Splitting the monolithic server into multiple microservices

shankari commented 4 years ago

The phone native code is already modularized into several plugins. But the server code is currently in one monolithic repository. While this is a simple design to begin with, it is problematic for several reasons:

as the server functionality grows, it becomes more and more unwieldy
the size of the server repo grows substantially, taking up expensive disk space in cloud environments
it is hard to compose a system by choosing alternate implementations
we can't mix and match technologies - e.g. maybe using node.js for the load/store component since it does not need any in-house analysis.

Further, specially as we move towards the UPC architecture, we really want to have a microservices architecture. Many of the services share common functionality, like in the diagram below.

python_decomposition

So the next question is, what are the best tools to split up the architecture? Some choices that I have considered, along with their limitations are:

Create a python library for the core and register it in PyPi, but that seems to introduce a barrier to others editing/improving the data model
Use git sub-modules (https://github.blog/2016-02-01-working-with-submodules/), but they seem to be tricky to use, particularly wrt updates
Use numpy.distutils.Component(), similar to sklearn, but that doesn't seem to affect the code, only the packaging

@atton16 @jf87 @kafitz @PatGendre @stephhuerre any thoughts on this?

Do you think we will have a lot more additions to the data model?
Have you worked with git sub-modules before?
Have you seen prior examples of including python modules that you felt were particularly elegant?

kafitz commented 4 years ago

I've become increasingly a fan of the first alternative of having a PyPI library, even though I was also hesitant about the friction it introduced. In our case, I've separated the data processing to its own library (https://github.com/TRIP-Lab/itinerum-tripkit) and reference that when needed--it's allowed me to both offer it as a CLI tool and pull it into services as needed. With the ease of pinning, it's also given me more confidence in using it in new projects I hadn't anticipated, or that have a short shelf-life now but I want to continue working for future reference.

That said, I've been very careful about trying to keep large dependencies low. One example I've wanted to emulate is Sentry.io's deprecated raven package which used to have you install add-ons for flask like pip install raven[flask]. Perhaps that could be done with packages that require a C/C++ compiler so builders can choose how much baggage they want to incorporate.

It's probably my own experience with Git, but I'd rather deal with resolving an errant pip dependency than tracking down an issue with Git submodules. I prefer Git submodules in the case of some monolith repo where I'm truly just glueing together complete components at a very high level.

shankari commented 4 years ago

@kafitz thanks for the feedback! For the record, the raven documentation is here https://docs.sentry.io/clients/python/advanced/

Let me see if I can figure out how they accomplished that.

■ **EXTRACTED ENTRIES**:
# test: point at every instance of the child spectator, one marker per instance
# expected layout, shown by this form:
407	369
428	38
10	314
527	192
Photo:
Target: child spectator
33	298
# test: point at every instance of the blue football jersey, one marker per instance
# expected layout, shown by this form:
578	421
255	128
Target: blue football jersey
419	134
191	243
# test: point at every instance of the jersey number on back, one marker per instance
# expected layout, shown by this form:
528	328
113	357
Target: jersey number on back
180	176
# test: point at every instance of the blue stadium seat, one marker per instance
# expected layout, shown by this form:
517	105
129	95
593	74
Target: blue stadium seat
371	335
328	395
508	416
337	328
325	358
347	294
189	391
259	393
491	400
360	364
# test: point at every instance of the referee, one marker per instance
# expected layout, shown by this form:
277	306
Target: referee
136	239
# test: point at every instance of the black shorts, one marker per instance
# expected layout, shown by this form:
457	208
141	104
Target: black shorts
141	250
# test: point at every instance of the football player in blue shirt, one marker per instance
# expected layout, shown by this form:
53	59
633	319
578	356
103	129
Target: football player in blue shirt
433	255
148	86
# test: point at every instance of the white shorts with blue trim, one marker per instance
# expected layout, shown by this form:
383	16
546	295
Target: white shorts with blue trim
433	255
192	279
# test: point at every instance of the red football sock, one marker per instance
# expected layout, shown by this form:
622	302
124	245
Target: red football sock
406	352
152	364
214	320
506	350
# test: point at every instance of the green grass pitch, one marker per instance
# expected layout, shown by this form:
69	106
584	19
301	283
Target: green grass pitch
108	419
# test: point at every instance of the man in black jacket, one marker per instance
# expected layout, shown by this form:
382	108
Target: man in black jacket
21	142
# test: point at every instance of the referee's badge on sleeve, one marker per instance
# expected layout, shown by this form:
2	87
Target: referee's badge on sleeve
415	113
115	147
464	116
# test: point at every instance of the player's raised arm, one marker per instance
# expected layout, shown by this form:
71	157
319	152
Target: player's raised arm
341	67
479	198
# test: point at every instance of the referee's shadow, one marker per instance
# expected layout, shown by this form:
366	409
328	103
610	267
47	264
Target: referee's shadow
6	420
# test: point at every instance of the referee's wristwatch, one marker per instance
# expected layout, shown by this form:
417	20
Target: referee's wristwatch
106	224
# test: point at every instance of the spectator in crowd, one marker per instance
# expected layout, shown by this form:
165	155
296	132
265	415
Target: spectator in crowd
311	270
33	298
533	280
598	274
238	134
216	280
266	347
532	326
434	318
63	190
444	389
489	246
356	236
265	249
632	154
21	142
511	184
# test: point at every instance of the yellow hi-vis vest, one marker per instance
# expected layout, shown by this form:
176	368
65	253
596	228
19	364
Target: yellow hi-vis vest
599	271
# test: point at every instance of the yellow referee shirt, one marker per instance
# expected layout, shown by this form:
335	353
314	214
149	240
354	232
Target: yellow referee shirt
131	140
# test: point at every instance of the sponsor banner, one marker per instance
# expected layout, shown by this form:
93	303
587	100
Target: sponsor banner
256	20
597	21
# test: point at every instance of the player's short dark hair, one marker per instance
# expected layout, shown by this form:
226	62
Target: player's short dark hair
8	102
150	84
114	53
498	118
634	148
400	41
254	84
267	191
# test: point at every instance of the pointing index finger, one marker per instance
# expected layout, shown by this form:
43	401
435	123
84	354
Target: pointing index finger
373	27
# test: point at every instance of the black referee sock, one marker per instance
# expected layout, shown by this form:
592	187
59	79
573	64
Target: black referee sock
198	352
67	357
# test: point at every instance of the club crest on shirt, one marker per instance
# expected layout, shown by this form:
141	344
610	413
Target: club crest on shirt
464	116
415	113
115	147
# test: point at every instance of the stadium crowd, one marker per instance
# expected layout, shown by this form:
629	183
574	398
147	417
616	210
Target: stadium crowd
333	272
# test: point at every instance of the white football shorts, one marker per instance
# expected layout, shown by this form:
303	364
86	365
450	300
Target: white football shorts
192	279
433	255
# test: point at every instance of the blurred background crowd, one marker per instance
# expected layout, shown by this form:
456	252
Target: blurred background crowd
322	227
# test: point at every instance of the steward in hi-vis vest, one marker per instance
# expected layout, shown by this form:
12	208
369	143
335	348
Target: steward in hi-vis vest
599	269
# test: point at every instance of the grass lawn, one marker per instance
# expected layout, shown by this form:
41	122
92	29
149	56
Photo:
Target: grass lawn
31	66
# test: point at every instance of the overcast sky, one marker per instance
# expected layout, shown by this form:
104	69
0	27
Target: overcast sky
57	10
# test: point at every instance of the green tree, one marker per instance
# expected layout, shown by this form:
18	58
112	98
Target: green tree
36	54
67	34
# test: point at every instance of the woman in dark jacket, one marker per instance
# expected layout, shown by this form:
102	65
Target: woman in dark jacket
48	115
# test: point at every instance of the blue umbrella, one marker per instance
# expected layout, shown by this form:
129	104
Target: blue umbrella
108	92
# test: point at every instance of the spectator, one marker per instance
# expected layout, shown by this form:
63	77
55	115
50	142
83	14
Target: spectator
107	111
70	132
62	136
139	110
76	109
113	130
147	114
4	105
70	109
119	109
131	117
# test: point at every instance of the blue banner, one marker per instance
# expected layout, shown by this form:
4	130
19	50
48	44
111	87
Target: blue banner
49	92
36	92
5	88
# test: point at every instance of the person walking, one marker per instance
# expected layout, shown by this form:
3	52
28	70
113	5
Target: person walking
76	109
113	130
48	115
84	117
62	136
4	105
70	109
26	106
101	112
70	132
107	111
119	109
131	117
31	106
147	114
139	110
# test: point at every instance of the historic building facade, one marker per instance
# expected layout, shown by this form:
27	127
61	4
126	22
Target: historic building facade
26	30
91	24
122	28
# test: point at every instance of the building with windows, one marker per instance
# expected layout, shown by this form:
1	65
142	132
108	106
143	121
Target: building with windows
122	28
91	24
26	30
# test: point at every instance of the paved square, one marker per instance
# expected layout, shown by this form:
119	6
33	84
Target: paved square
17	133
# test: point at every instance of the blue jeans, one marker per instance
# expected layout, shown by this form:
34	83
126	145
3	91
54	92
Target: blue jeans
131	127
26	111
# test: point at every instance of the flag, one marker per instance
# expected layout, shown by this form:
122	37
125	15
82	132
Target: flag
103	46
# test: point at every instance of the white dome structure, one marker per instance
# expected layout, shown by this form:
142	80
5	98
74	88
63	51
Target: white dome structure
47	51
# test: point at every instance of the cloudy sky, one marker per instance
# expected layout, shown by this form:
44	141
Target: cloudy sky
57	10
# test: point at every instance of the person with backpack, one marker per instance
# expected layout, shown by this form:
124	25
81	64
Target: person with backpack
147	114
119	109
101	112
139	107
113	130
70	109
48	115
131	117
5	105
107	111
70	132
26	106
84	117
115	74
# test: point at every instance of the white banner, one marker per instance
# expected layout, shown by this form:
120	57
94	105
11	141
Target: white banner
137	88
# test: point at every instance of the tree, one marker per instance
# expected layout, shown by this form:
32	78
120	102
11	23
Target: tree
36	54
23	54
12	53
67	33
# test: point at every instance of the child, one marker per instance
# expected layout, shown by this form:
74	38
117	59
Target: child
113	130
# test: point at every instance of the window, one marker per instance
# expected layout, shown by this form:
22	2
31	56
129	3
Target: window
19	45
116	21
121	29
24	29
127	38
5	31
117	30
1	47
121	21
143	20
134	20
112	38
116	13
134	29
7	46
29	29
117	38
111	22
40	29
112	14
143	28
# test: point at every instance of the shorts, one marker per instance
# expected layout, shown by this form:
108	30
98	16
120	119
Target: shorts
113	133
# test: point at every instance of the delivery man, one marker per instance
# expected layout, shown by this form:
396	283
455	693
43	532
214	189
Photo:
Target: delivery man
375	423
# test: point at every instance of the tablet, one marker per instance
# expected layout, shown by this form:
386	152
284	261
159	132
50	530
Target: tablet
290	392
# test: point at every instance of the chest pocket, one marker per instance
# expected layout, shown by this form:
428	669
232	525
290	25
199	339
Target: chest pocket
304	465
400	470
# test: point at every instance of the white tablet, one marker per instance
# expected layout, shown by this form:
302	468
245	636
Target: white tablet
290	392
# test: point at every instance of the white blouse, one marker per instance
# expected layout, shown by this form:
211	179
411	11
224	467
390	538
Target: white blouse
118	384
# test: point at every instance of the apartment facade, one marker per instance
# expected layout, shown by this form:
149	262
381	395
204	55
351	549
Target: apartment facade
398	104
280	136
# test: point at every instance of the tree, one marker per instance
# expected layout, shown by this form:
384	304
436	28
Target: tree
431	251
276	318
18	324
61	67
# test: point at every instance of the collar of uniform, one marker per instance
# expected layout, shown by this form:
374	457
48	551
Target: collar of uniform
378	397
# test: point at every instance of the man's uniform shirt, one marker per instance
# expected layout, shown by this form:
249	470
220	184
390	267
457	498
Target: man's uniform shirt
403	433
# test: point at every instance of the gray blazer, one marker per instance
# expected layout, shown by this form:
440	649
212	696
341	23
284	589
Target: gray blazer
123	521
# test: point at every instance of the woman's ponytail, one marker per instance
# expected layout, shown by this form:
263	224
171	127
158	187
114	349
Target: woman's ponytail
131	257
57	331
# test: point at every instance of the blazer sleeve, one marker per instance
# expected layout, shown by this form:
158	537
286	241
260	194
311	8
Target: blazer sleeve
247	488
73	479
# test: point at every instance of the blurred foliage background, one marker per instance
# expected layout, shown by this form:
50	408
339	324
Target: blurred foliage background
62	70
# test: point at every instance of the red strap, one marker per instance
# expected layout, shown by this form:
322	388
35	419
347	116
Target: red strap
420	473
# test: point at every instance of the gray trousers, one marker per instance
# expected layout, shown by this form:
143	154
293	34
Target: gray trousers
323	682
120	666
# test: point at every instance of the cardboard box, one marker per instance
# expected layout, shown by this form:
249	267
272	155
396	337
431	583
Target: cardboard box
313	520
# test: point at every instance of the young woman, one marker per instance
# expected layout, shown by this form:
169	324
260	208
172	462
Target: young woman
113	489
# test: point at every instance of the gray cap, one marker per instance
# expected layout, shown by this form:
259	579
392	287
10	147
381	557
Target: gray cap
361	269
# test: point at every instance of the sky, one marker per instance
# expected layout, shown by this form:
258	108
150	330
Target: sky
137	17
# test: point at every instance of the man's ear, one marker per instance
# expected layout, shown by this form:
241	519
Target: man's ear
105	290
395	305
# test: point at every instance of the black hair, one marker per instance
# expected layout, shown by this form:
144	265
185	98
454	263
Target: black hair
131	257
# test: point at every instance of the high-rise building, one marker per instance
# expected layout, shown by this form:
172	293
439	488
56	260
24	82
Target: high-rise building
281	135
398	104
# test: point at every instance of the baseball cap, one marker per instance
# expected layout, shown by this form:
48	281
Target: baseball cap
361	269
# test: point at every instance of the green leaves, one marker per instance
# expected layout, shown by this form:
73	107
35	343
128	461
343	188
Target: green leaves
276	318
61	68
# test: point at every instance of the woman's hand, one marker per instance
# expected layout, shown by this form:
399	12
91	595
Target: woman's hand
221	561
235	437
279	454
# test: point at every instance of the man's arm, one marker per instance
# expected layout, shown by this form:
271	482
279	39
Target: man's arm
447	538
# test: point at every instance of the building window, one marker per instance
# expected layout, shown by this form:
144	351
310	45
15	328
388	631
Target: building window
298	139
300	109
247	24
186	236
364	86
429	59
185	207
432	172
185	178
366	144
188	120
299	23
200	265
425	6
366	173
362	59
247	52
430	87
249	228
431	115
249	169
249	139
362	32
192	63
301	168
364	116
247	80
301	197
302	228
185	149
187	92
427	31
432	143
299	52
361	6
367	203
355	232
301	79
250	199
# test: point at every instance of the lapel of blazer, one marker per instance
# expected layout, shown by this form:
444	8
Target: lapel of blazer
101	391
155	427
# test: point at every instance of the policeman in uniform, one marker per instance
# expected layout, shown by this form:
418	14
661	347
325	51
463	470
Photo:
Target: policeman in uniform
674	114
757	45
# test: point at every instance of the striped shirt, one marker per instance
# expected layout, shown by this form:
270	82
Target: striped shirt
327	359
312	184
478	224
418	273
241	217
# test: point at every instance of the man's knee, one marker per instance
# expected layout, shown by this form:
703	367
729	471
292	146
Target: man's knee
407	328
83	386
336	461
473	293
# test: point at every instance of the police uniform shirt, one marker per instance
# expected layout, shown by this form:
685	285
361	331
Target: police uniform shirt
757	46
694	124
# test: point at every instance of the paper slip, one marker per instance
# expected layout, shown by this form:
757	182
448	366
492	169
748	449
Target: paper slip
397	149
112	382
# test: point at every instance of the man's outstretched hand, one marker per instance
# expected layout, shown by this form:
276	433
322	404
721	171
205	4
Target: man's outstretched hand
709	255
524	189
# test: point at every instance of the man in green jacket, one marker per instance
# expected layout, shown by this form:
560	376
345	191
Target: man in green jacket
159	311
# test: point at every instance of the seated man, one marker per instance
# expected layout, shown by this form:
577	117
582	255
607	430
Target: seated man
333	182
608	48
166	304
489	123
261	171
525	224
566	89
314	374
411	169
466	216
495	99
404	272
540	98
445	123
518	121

■ **DIRECTIVE A**: In the thread on splitting the server, which package does kafitz want to emulate for letting people install add-ons for flask?
■ **DIRECTIVE B**: Reproduce the passage from the thread on splitting the server, starting at "Further, specially as" and ending at "the diagram below.".
The records aren't needed for any of this.

■ **RESULT A**: Sentry.io's deprecated raven package.

■ **RESULT B**:
Further, specially as we move towards the UPC architecture, we really want to have a microservices architecture. Many of the services share common functionality, like in the diagram below.